### The request
Rewrite the entries starting with the line containing "The query is: kitchen sink" and going on through the line containing "[0,0,612,172]", putting "mounted" wherever "framed" appears and leaving everything else unchanged. Return only those lines.

### Dataset extract
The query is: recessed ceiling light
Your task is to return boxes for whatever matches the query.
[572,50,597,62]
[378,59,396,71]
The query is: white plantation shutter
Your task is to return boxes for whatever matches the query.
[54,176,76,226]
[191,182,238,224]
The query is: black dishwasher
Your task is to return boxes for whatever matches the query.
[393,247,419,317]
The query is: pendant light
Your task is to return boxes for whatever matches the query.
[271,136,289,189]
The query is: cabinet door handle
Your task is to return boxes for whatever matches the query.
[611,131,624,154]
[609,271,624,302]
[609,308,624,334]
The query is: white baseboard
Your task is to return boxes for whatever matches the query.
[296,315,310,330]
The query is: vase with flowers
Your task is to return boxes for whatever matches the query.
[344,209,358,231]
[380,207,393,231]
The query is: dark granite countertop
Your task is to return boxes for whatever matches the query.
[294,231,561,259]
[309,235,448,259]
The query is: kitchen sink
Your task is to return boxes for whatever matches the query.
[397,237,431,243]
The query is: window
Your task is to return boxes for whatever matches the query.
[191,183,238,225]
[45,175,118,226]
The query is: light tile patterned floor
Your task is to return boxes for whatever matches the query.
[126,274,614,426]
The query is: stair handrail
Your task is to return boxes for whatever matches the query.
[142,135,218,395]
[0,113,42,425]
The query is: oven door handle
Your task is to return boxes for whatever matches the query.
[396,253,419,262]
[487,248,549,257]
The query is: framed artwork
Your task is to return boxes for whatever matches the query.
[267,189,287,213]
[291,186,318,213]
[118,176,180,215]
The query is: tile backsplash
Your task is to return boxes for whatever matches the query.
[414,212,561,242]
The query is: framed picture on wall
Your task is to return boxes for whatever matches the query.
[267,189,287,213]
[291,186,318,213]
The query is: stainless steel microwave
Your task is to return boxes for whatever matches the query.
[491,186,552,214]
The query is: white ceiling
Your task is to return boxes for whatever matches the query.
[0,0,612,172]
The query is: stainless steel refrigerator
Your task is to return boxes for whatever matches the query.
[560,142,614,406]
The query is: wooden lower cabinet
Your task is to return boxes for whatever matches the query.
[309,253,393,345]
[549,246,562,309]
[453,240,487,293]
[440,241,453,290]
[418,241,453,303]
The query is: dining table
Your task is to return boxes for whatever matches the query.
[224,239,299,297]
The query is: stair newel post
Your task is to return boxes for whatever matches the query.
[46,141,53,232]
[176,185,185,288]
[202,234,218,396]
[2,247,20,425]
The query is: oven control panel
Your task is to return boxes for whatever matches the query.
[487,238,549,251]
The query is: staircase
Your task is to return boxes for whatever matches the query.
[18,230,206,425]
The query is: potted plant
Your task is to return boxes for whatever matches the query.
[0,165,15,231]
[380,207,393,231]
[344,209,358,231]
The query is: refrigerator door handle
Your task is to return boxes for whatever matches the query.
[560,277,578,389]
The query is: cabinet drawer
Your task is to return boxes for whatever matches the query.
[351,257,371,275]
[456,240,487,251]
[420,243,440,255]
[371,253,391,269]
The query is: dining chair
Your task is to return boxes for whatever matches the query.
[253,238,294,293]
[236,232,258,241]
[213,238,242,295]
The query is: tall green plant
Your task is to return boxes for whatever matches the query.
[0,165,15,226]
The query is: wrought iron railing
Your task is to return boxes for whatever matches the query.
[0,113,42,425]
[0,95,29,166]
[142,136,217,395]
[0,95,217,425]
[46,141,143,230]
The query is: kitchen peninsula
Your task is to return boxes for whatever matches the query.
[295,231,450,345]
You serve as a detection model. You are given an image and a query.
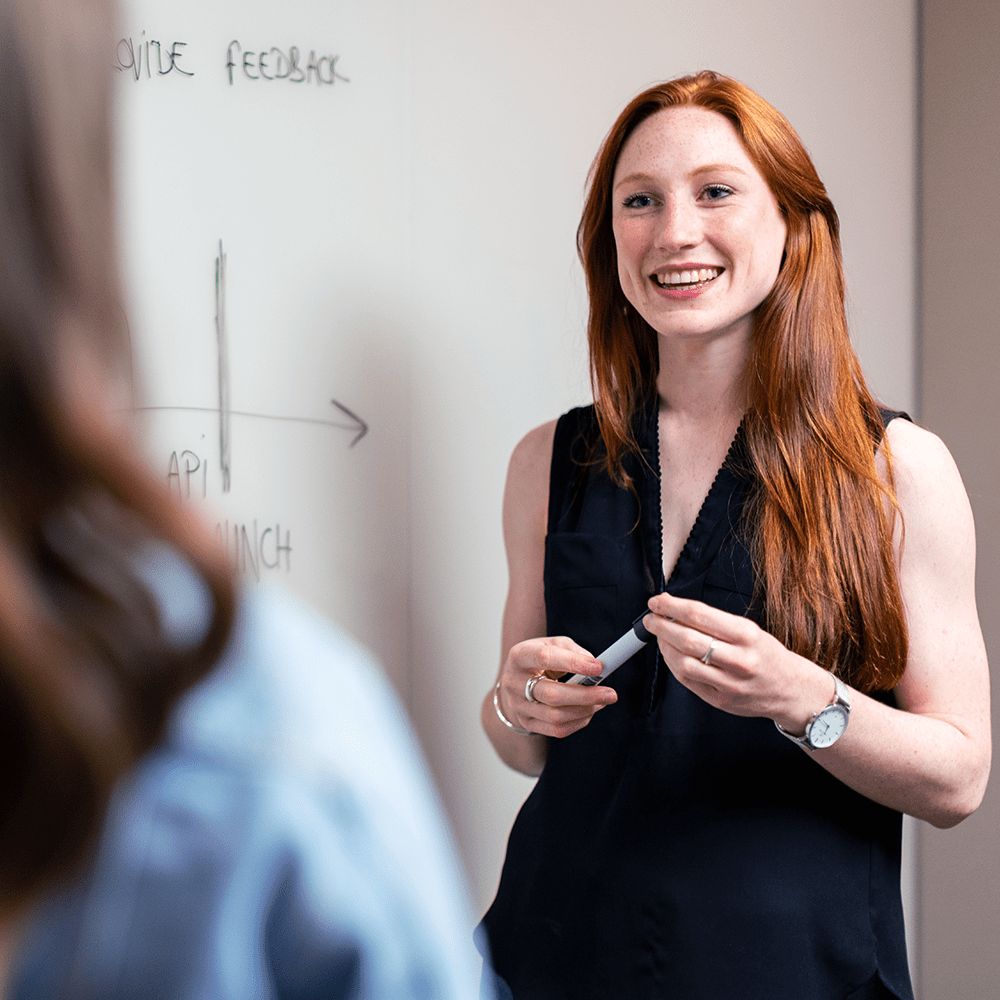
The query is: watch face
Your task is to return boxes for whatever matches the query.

==

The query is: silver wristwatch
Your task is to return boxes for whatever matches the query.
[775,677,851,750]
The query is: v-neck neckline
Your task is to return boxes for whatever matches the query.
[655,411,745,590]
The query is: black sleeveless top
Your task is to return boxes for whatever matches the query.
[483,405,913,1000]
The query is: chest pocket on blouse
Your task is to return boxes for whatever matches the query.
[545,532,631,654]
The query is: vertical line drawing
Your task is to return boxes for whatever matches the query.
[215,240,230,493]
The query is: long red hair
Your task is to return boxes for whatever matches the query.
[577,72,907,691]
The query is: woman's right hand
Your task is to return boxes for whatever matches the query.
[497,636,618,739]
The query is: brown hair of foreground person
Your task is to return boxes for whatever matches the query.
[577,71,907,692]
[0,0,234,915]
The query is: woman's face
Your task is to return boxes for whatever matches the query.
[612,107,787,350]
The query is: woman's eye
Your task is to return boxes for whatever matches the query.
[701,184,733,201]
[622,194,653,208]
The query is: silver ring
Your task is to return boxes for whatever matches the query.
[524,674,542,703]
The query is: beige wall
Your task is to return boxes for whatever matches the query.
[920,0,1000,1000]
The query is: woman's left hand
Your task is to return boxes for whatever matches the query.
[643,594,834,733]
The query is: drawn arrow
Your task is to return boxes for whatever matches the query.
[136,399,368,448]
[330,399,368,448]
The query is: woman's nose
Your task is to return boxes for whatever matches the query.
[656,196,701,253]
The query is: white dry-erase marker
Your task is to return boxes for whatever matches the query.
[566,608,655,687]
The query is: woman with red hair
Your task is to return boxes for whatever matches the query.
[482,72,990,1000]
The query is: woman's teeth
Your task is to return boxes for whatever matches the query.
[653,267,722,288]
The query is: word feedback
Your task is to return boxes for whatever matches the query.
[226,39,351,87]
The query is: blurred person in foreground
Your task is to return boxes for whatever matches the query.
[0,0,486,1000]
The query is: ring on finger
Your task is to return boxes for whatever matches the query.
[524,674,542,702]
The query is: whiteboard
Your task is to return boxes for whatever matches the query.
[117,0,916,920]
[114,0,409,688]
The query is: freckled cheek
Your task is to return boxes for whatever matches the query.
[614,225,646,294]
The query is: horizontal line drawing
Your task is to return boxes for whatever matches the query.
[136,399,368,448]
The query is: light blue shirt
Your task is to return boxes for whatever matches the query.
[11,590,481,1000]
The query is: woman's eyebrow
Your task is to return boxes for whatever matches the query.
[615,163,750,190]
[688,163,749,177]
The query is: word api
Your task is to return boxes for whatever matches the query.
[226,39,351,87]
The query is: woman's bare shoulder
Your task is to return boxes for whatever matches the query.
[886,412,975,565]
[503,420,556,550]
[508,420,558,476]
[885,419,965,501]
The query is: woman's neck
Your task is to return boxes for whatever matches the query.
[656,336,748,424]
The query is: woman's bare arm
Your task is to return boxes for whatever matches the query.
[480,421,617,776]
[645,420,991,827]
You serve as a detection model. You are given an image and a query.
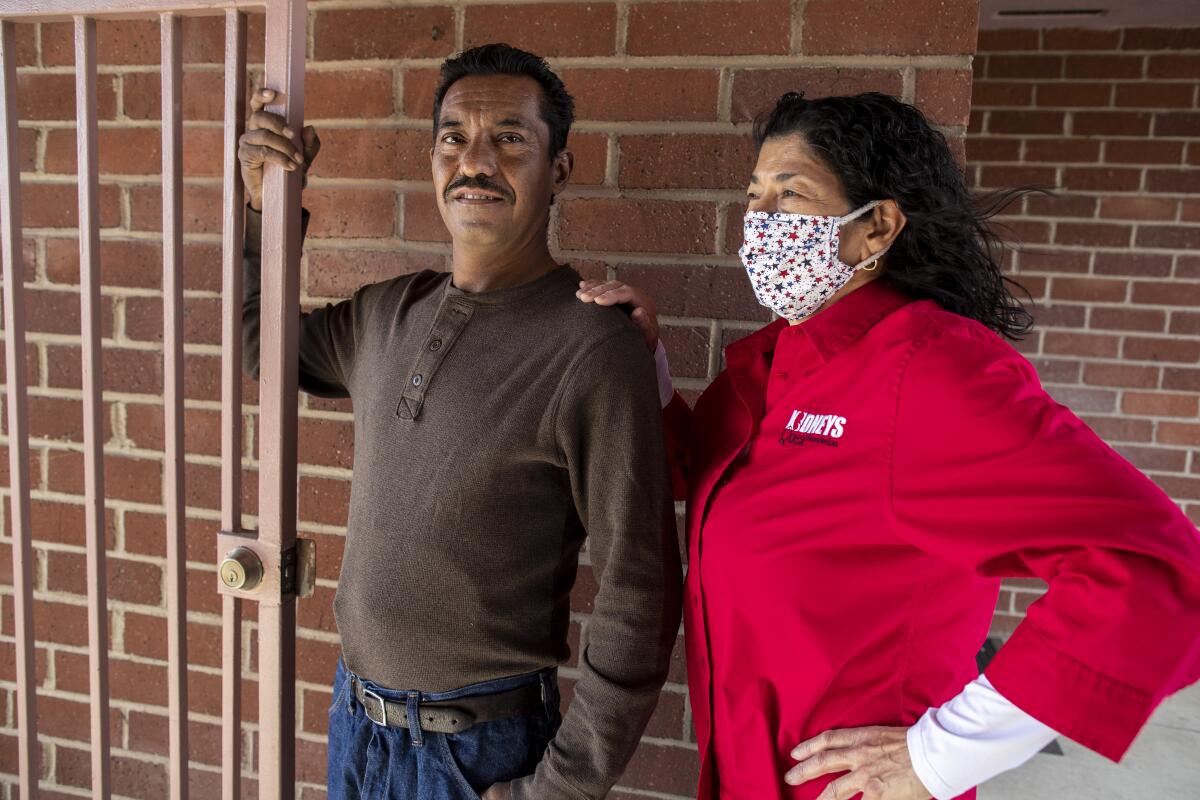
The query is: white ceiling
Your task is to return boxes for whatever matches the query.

### Expected answer
The query is: kitchen sink
Your task is to return boxes for whatever matches the query.
[397,237,431,243]
The query is: window
Your task is to return boxes for whatever matches the query.
[191,183,238,225]
[45,175,118,226]
The query is: light tile patterned floor
Your task is to return boxes for whatever matches the query.
[126,274,614,426]
The query is: stair handrail
Your task is to return boxes for whatever matches the query.
[142,135,218,395]
[0,113,42,425]
The query is: oven door handle
Your task is to return boxes for whatever matches the query.
[396,253,419,262]
[487,248,549,257]
The query is: mounted artwork
Your task is to return boxes for whatever matches the query.
[267,189,287,213]
[291,186,318,213]
[118,176,180,215]
The query is: tile backsplash
Your task is to return boxes for whatever matches the query.
[414,212,561,242]
The query is: mounted picture on wall
Your task is to return boxes for whatever matches the query.
[267,189,287,213]
[291,186,318,213]
The query is: stainless steel microwave
Your task is to return boxes for whatever matches the query.
[491,186,552,214]
The query is: white ceiling
Your task is to return boxes for whatever matches the query.
[0,0,612,172]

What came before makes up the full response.